Reading text =>
In the case of Jamie and Doug, I get it: he was obviously the more committed partner starting from Minute 1, so he doesn't really have anything to add about how he came to the decision to stay married; it was a decision he came to as soon as he laid eyes on Jamie. But the opposite was true of Jason and Cortney, or so the editing would have had us believe, so why didn't he get to tell his side the way Jamie went on to do later in the episode? I mean, all I wanted to know about Cortney that wasn't already on the show in its initial run was what the deal was with her family and their objections to her participation in the show, and they didn't even really get into them having come around until Jason came out. So I'm chalking this one up to sexism and some bullshitty "happy wife, happy life" subtext.
Can we get another two hours with just Vaughn and his exes?

Dataset entries
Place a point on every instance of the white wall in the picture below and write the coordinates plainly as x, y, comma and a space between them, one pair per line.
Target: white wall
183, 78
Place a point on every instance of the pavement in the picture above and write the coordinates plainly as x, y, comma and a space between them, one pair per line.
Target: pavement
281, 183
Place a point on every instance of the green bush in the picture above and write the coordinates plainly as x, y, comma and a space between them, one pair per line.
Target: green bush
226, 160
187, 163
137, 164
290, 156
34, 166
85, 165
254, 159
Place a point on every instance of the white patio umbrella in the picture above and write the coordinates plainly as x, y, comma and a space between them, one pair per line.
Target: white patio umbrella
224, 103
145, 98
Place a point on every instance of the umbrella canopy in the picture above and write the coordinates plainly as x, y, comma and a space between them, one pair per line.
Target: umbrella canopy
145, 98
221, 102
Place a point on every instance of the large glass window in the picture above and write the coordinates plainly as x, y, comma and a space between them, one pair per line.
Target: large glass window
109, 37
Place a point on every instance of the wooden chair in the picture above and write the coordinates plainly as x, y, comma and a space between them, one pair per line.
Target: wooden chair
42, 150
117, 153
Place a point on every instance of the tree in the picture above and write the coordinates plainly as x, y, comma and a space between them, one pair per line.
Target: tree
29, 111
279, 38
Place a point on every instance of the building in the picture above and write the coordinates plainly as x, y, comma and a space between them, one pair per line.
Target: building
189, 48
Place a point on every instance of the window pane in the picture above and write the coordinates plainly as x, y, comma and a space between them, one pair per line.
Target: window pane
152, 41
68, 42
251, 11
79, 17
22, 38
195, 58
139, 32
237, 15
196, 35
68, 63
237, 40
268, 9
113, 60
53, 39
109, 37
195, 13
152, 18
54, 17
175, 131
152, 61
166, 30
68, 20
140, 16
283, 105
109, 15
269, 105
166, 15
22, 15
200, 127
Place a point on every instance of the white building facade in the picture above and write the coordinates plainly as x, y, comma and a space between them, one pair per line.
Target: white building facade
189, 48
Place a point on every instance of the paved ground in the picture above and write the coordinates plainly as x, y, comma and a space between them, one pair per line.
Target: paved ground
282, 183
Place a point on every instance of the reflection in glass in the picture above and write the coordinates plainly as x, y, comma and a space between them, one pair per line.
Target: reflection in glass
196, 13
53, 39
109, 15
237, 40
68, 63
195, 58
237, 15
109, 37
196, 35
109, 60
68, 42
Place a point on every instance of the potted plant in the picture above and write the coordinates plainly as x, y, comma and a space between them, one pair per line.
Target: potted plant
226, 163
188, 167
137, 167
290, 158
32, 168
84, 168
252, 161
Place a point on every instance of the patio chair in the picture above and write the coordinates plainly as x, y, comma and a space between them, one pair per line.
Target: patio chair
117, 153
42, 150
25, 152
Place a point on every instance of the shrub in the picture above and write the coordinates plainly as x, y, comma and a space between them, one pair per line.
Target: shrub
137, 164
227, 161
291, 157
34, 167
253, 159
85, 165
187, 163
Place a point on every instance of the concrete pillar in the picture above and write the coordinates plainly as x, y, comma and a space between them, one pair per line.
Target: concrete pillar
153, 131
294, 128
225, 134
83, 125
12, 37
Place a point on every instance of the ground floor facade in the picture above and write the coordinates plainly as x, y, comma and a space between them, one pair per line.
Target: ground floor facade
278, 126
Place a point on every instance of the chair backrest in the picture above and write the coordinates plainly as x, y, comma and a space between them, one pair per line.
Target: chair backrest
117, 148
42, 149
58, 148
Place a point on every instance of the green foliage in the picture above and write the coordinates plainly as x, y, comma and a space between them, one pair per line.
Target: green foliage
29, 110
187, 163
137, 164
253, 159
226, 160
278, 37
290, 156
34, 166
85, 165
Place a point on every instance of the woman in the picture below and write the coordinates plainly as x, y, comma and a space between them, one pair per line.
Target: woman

What to work on =>
In the commentary on the show, what did the writer want to learn about Cortney that the show's initial run had not already covered?

Answer to this task =>
What the deal was with her family and their objections to her participation in the show.